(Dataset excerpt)
##############################
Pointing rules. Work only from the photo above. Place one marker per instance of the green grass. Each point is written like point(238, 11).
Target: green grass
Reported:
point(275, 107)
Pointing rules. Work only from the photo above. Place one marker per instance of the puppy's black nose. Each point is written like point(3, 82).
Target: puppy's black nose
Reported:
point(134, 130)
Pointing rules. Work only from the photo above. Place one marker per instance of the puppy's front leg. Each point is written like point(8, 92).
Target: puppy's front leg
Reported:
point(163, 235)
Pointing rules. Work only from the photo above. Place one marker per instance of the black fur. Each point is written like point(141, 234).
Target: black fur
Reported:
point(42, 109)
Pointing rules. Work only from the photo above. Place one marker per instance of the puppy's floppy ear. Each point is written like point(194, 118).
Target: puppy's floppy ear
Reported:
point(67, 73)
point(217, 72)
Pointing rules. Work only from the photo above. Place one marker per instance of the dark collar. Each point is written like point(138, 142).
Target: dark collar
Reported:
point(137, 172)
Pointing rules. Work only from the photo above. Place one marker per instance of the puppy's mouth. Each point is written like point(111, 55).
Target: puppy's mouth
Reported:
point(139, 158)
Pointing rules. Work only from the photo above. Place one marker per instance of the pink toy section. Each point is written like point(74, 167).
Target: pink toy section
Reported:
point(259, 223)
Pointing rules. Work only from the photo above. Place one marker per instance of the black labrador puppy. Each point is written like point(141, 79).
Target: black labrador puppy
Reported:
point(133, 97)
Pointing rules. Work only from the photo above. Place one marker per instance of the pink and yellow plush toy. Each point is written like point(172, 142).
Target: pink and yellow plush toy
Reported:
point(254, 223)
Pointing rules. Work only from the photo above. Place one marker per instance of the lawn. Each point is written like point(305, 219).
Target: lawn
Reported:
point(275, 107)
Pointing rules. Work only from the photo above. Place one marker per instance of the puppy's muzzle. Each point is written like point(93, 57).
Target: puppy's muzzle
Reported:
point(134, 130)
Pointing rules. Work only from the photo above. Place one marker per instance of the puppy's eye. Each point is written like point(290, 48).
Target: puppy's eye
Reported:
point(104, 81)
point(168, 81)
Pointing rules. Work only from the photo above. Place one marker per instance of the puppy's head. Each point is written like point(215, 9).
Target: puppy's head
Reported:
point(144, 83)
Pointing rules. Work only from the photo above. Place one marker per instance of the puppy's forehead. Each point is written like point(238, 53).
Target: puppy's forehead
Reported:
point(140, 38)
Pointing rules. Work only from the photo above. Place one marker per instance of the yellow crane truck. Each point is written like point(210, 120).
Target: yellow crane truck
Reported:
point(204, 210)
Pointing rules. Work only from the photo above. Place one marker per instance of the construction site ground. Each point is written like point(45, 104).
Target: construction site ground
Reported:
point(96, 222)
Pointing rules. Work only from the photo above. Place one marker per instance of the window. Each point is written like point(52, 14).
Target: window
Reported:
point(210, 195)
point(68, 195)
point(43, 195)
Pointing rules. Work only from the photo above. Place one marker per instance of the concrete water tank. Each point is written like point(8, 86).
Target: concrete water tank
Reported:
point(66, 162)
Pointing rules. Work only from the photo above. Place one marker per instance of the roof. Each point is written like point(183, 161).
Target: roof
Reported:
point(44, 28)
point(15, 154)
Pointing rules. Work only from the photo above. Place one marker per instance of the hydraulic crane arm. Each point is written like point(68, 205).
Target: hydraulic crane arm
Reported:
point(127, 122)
##############################
WRITTEN REQUEST
Copy out every line of the items above without changing anything.

RESPONSE BELOW
Pointing rules. Work only from the photo above. Place one marker per instance of the green grass. Each point is written like point(238, 11).
Target: green grass
Reported:
point(275, 107)
Pointing rules. Work only from the photo above. Place one marker per instance of the puppy's black nose. Each point is written like point(3, 82).
Target: puppy's black nose
Reported:
point(134, 130)
Pointing rules. Work only from the photo above. Place one marker per instance of the puppy's front leg. Each point is written like point(8, 92).
Target: puppy's front leg
Reported:
point(163, 235)
Pointing rules. Work only from the photo above. Place one marker per instance of the black fur. Each point is written like point(141, 234).
Target: black fur
Reported:
point(42, 109)
Pointing rules. Work only from the photo above. Place one marker per instance of the puppy's floppy ear. Each point is written like point(194, 118).
Target: puppy's floppy ear
Reported:
point(67, 73)
point(217, 72)
Pointing rules. Work only from the photo above. Place one marker per instance of the dark collar. Each point is written like point(138, 142).
Target: dark collar
Reported:
point(137, 172)
Pointing rules. Work only from the photo above. Place one marker per instance of the puppy's mouth. Each point is written like point(111, 55).
Target: puppy's mouth
Reported:
point(139, 158)
Pointing rules. Work only from the photo above. Place one marker per instance of the pink toy section. Each point is written like point(74, 167).
Target: pink toy section
Reported:
point(259, 223)
Pointing rules. Work only from the photo above. Place one marker per instance of the black labrador puppy. Each point is written like point(141, 79).
Target: black labrador puppy
Reported:
point(133, 97)
Pointing rules. Work only from the photo above. Place one marker per instance of the pink and yellow plush toy. Each point is written like point(172, 142).
Target: pink and yellow plush toy
Reported:
point(254, 223)
Pointing rules. Work only from the photo above. Place one marker per instance of the lawn. Each point is written like point(305, 219).
Target: lawn
Reported:
point(275, 107)
Pointing rules. Work only from the photo above. Place one marker per instance of the puppy's muzzle. Each point is written like point(93, 57).
Target: puppy's muzzle
Reported:
point(134, 130)
Pointing rules. Work only from the photo above. Place one marker per instance of the puppy's eye. Each point is written like point(290, 48).
Target: puppy's eye
Reported:
point(104, 81)
point(168, 81)
Pointing rules. Work only from the photo above. Place one marker per instance of the puppy's head. Each point is written like point(215, 9).
Target: puppy's head
Reported:
point(144, 83)
Pointing rules. Work only from the photo above. Place one marker per instance of the puppy's forehead. Each point is written like point(238, 53).
Target: puppy's forehead
Reported:
point(140, 38)
Pointing rules. Work only from the photo above. Place one marker per instance of the yellow crane truck. Each point is written like point(210, 120).
Target: yellow crane truck
Reported:
point(204, 210)
Pointing rules. Work only from the photo above. Place one marker per instance of the construction site ground. Each point is written like point(45, 104).
Target: construction site ground
Reported:
point(96, 222)
Pointing rules. Work only from the photo above. Place one marker per instance of the window. Each point is written like point(52, 14).
Target: window
Reported:
point(210, 195)
point(68, 195)
point(43, 195)
Pointing rules. Work only from the photo above. Place one marker per instance of the concrete water tank. Each point is written like point(8, 86).
Target: concrete water tank
Reported:
point(66, 162)
Pointing rules. Work only from the photo above. Place one marker per instance of the roof. Each point is written like point(183, 161).
Target: roof
Reported:
point(44, 28)
point(15, 154)
Pointing rules. Work only from the photo above. Place one marker per instance of the hydraulic crane arm. Each point is written like point(68, 205).
Target: hydraulic crane arm
Reported:
point(127, 122)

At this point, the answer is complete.